- Challenge -
Reproduce, word for word, the stretch of the listing from its first line through the line containing "[(189, 159), (360, 142)]", and nothing more.

───── Listing ─────

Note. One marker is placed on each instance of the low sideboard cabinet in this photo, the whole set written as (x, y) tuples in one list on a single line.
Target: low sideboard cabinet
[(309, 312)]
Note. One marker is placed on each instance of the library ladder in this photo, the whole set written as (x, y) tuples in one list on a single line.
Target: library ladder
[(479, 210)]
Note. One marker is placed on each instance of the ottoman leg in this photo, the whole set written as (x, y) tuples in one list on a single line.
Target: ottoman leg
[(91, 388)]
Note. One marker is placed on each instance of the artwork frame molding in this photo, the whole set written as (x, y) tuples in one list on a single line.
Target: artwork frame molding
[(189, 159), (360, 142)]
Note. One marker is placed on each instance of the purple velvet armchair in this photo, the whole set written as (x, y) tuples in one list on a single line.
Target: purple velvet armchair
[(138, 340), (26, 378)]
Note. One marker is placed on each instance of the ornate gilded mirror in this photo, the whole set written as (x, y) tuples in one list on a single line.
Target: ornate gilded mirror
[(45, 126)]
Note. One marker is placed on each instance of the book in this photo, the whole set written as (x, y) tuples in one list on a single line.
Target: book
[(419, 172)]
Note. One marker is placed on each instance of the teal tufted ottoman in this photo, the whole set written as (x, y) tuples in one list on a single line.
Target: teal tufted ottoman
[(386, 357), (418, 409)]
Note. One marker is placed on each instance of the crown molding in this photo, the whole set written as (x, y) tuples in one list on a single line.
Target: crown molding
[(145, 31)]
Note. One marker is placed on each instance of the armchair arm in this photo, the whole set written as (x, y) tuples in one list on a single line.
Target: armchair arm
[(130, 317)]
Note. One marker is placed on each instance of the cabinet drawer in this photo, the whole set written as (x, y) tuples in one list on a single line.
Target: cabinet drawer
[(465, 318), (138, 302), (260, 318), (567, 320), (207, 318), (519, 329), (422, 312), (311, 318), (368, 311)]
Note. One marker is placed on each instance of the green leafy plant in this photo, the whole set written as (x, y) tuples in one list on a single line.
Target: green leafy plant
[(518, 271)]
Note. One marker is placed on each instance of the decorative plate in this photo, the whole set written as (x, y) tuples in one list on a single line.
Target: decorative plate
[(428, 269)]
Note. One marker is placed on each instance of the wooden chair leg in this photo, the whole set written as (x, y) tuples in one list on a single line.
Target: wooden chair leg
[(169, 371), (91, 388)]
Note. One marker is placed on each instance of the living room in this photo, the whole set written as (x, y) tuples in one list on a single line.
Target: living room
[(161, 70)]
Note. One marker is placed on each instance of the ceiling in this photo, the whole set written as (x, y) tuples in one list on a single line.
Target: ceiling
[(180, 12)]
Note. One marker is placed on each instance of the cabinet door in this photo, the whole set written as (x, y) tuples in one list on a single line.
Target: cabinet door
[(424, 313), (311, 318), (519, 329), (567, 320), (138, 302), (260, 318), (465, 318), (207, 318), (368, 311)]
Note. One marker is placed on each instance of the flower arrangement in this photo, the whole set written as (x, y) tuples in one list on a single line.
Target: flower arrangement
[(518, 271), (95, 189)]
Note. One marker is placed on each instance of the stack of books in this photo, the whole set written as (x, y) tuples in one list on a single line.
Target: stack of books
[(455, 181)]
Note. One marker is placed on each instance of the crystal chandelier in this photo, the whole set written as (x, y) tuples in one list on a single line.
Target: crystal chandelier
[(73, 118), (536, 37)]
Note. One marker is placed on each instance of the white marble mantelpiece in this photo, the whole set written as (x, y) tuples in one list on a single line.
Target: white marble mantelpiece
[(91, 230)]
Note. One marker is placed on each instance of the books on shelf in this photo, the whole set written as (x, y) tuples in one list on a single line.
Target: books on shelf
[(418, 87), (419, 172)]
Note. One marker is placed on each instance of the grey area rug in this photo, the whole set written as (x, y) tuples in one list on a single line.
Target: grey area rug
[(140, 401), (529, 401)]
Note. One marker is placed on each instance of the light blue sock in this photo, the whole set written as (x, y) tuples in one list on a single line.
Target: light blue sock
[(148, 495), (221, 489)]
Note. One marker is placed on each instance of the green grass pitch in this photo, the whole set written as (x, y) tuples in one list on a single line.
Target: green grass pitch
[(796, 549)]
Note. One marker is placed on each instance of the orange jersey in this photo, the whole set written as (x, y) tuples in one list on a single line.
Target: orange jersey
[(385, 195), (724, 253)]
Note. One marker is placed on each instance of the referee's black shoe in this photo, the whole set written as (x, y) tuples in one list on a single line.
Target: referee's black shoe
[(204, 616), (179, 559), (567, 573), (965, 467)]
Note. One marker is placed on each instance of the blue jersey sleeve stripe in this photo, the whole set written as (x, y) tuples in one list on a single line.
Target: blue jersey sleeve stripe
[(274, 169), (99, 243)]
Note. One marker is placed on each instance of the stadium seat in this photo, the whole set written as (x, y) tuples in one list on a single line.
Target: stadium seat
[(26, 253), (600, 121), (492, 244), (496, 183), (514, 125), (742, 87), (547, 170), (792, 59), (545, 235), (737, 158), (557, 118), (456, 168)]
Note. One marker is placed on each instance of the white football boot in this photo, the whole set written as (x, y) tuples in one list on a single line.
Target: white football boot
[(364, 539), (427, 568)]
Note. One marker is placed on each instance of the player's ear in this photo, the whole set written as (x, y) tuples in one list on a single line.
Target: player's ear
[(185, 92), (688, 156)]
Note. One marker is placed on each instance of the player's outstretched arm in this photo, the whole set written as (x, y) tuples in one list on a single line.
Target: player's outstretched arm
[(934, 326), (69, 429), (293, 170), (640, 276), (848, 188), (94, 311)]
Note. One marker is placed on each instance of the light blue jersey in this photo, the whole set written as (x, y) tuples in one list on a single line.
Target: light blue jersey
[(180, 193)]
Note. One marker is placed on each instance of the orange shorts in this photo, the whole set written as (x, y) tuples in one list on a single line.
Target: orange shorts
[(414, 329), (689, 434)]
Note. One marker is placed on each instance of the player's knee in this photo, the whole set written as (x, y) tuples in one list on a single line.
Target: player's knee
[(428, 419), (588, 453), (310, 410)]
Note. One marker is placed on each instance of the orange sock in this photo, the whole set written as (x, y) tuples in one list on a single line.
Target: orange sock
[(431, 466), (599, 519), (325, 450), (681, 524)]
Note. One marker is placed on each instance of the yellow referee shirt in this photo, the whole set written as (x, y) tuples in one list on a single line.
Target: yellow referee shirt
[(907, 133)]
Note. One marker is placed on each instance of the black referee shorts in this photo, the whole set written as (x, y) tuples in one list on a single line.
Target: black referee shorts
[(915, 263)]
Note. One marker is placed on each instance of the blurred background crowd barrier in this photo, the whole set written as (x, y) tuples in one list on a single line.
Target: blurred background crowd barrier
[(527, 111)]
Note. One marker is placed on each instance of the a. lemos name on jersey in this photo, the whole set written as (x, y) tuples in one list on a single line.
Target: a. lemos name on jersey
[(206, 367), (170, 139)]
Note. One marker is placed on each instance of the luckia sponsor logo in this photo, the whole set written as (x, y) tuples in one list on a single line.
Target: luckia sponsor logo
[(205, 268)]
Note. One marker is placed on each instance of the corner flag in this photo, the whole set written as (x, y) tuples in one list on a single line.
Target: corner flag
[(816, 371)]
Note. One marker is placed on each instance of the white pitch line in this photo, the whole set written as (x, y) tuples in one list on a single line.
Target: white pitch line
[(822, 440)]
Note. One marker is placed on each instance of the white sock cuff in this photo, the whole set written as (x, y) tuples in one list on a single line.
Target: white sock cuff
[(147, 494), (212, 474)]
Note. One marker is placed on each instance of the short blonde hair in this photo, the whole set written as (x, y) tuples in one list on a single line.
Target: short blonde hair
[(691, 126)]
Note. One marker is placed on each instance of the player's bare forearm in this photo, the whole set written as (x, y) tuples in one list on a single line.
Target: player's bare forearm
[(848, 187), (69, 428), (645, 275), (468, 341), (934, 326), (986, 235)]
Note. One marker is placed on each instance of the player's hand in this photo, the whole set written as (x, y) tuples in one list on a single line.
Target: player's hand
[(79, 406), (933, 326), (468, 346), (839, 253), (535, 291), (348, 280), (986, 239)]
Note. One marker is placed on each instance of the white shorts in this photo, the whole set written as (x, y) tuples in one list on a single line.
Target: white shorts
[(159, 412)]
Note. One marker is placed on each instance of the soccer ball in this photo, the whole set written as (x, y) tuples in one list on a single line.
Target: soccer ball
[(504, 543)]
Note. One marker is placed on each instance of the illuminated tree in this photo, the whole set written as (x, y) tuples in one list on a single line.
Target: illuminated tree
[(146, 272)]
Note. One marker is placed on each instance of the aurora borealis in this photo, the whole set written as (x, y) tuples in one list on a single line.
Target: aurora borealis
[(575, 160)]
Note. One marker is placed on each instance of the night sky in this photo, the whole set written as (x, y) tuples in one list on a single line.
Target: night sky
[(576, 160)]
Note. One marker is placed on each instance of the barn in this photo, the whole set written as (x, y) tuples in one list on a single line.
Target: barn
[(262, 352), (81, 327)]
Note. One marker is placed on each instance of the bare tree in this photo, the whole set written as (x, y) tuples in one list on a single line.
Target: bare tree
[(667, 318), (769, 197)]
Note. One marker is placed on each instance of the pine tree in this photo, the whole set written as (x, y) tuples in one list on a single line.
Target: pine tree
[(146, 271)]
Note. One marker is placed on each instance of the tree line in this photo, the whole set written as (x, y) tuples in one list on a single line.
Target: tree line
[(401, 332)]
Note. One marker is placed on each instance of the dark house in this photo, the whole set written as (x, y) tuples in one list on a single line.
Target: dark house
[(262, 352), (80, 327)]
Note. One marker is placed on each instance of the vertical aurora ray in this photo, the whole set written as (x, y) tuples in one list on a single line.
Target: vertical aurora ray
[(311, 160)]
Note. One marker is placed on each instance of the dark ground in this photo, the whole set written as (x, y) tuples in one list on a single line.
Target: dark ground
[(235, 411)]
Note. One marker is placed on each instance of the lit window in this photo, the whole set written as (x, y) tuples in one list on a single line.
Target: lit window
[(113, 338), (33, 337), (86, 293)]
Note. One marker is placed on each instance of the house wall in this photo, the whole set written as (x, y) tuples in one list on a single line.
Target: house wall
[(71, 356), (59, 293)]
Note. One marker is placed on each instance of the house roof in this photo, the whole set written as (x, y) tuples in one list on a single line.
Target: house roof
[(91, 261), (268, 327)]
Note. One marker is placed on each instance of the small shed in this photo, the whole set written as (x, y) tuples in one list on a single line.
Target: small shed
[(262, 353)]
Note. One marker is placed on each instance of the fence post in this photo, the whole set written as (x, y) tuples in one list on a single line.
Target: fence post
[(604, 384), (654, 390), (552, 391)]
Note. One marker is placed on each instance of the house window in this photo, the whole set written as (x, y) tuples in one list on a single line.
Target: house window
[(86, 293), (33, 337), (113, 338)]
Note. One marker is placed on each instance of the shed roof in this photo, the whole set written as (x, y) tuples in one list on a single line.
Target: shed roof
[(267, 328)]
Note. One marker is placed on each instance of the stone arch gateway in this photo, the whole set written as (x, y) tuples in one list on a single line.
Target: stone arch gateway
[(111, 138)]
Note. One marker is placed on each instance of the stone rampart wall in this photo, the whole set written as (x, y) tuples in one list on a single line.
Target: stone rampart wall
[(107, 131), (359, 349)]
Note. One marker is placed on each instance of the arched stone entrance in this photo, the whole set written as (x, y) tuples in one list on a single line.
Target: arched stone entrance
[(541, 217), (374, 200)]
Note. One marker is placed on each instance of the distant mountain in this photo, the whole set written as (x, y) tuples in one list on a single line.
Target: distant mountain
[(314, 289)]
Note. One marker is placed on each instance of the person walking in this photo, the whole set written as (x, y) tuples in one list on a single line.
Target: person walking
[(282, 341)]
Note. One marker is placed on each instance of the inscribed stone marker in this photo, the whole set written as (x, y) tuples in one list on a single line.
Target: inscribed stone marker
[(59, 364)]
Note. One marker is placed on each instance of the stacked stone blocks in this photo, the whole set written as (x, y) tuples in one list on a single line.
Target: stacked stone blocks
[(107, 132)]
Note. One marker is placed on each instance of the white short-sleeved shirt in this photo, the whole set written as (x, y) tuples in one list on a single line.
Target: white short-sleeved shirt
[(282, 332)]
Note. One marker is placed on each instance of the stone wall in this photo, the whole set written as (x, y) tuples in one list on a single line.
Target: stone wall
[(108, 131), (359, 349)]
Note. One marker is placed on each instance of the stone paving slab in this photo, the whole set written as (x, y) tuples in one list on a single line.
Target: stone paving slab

─────

- Result of the exercise -
Note. One marker is placed on each instance of the low sideboard cabinet in this photo, the whole set written as (x, y) tuples in one list on a single line.
Target: low sideboard cabinet
[(309, 312)]
Note. One marker is placed on each instance of the library ladder in this photo, the whole set written as (x, y) tuples in one list on a single line.
Target: library ladder
[(479, 210)]
Note. One marker is placed on each instance of the ottoman leg in this photo, the whole set written as (x, y) tuples in one list on a single line.
Target: ottoman leg
[(91, 388)]
Note. One marker is placed on each instance of the artwork frame molding in this photo, the whole set written as (x, y) tuples in one list on a single line.
Target: artwork frame molding
[(189, 159), (360, 142)]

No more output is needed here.